| The request |
Change "man's hand" to "man's left hand" in the records from the line containing "For the audit, pick out each instance of the man's" through the end, inclusive. Give those lines back with nothing else altered.

(Location annotation dataset excerpts)
** Start **
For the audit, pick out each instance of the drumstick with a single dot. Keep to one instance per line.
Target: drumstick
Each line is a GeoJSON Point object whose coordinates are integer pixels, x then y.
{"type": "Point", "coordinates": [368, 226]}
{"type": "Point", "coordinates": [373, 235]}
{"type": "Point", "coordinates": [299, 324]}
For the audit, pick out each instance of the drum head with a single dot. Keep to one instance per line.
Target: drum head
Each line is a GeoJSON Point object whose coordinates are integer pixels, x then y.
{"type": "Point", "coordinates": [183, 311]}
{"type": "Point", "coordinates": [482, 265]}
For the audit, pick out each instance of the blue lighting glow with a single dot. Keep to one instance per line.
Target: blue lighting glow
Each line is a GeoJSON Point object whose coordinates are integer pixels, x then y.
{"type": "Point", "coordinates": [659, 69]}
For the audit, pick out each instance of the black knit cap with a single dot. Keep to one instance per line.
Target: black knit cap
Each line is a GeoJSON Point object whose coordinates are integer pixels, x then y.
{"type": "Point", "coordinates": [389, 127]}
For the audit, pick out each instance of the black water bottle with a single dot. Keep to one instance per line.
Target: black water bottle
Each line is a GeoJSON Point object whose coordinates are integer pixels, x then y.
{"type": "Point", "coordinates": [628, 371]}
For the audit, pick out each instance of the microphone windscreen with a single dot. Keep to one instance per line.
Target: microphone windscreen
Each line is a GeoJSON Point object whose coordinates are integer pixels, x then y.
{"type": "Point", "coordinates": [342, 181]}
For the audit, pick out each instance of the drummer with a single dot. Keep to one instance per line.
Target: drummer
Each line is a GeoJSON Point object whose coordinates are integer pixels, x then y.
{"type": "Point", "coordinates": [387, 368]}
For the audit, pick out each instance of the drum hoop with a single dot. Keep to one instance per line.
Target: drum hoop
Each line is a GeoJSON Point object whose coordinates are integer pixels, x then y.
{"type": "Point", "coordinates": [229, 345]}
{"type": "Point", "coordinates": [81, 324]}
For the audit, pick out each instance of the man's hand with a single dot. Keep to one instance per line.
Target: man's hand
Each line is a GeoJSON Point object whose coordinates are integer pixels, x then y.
** End **
| Written answer |
For the audit, pick out each instance of the man's left hand with a single dot. Keep to one instance per line.
Target: man's left hand
Each line is a GeoJSON Point object whose coordinates are integer pixels, x then y.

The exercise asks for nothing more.